◆ ABOUT THIS EXERCISE ◆
For each of the statements 1., 2., and 3., say whether it agrees with the account of Indira Gandhi's assassination, answering yes or no and quoting the words from the account that decide it.
1. All India Radio and Doordarshan announced Mrs Gandhi's death early in the morning.
2. Rajiv Gandhi arrived at the hospital at about 3.30 pm.
3. President Zail Singh was on a tour of West Bengal.

Such is the jigsaw of memory that looking back on that momentous day, October 31, 1984, and its calamitous aftermath, the oddest pieces first come to light. I covered the assassination of Indira Gandhi and the anti-Sikh riots that followed to write the cover story “End of An Era” for India Today together with Raghu Rai’s haunting, imperishable images in colour and black & white. The first thought that hindsight delivers is how much has changed in these 25 years — New Delhi was a different city, India another country, and the cast of characters and brand of politics were quite distinct.

There was not much VIP security cover then. It was possible to brave the gathering crowd outside the All India Institute of Medical Sciences to catch a glimpse of the “crumpled, bird-like figure on a hospital stretcher, cloaked in a bloody bed sheet”; access to the prime minister’s residence at 1 Safdarjung Road remained unfettered till that afternoon. Although the assassination had occurred early, as Mrs Gandhi made her way from her house to an adjoining garden where British actor-cum-journalist Peter Ustinov was waiting with a BBC crew to interview her, it was not till nearly six in the evening that All India Radio and Doordarshan announced her death, a fact widely known in the city by then. Rajiv Gandhi was addressing political meetings in distant West Bengal (and President Zail Singh was on a tour of North Yemen); in the confusion, an IAF helicopter was sent to bring Rajiv back, he was seen glued to the BBC on his Sony transistor for confirmation of the news.

With the exception of Sonia Gandhi, many key figures of that day have gone — Rajiv Gandhi, Narasimha Rao, even Jat leader Charan Singh, who sat bunched up outside the hospital’s eighth floor operation theatre. Sonia had accompanied her mother-in-law’s blood-stained body to the hospital and when Rajiv arrived at about 3.30 pm, she met him sobbing uncontrollably, certain of the event’s finality. When Maneka arrived with four-year-old Feroz Varun, he asked, “Is dadi very old?” and his mother had to clamp his mouth shut.

◆ DATA LISTING ◆

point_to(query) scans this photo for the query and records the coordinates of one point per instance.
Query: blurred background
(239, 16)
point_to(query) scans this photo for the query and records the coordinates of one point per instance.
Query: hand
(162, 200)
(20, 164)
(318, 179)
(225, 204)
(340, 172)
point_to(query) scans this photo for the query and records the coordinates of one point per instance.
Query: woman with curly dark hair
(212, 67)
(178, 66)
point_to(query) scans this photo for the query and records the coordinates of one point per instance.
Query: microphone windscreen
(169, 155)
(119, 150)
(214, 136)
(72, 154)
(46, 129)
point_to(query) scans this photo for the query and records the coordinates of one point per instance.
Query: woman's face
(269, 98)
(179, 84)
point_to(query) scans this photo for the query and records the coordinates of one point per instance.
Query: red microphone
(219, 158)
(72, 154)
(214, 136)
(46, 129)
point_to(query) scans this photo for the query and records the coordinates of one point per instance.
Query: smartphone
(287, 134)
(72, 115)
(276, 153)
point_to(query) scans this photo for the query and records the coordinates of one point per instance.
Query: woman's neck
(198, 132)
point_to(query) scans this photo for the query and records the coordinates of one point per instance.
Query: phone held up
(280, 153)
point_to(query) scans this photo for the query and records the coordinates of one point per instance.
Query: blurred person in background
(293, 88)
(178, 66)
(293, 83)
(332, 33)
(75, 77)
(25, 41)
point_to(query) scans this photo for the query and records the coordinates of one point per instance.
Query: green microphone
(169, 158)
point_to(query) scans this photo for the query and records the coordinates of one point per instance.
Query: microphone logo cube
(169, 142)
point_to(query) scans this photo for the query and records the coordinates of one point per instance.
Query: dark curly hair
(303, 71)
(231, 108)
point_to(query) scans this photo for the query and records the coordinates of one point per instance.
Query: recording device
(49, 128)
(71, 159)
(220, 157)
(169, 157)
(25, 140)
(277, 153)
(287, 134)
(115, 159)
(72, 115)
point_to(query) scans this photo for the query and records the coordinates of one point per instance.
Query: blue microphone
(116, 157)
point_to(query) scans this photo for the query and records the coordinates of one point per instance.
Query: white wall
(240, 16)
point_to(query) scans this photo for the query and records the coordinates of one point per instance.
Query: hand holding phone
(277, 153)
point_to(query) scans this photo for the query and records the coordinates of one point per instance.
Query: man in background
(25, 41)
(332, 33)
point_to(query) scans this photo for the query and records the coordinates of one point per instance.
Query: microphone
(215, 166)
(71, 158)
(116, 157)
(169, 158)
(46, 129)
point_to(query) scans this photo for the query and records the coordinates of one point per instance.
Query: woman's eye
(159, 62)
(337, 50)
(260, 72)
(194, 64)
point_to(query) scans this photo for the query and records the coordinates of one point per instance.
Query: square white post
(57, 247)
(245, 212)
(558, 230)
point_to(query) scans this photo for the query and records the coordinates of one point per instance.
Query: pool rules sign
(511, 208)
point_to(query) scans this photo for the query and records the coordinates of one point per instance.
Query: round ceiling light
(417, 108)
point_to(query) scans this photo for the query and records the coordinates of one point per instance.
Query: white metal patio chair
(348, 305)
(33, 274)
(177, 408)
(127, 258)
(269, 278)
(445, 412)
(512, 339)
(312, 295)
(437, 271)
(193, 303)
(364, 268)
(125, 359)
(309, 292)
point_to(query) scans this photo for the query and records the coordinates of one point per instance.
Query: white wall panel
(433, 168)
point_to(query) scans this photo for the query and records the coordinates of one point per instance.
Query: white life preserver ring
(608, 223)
==
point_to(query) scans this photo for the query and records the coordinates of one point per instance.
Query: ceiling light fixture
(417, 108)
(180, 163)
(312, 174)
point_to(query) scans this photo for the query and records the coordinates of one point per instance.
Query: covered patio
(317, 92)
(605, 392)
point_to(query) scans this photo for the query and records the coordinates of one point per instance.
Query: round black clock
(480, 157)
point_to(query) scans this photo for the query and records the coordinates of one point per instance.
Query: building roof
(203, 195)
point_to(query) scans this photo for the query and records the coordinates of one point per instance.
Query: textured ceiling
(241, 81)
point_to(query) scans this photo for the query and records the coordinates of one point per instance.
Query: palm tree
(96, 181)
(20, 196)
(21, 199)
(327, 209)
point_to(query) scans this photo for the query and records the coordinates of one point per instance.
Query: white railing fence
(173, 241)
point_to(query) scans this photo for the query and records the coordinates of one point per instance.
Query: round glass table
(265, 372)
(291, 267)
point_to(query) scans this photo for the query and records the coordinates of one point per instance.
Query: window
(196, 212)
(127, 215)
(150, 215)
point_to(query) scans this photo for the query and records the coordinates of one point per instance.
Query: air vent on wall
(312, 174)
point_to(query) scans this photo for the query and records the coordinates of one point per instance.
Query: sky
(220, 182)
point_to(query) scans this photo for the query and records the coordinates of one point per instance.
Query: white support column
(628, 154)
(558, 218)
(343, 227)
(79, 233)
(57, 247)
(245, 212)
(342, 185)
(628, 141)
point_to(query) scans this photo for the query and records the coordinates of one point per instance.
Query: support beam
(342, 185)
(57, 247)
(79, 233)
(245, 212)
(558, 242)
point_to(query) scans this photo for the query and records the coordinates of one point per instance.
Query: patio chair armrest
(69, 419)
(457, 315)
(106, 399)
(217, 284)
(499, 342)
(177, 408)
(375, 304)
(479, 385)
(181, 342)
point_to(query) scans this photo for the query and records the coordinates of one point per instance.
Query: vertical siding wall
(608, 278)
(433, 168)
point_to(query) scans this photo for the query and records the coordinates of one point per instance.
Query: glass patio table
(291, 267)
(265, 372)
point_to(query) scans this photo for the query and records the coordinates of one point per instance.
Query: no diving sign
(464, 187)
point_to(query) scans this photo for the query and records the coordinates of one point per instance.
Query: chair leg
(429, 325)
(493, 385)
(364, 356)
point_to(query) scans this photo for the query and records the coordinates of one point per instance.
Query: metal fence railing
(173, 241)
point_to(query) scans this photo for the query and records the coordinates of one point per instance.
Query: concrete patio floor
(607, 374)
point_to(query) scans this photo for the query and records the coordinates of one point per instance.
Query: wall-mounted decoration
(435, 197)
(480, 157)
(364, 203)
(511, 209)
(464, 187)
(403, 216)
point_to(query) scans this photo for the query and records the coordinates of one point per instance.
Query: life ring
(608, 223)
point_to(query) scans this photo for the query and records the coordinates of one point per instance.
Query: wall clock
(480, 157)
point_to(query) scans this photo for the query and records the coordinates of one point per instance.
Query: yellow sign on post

◆ SOLVED PROBLEM ◆
1. No: "it was not till nearly six in the evening that All India Radio and Doordarshan announced her death"
2. Yes: "when Rajiv arrived at about 3.30 pm"
3. No: "President Zail Singh was on a tour of North Yemen"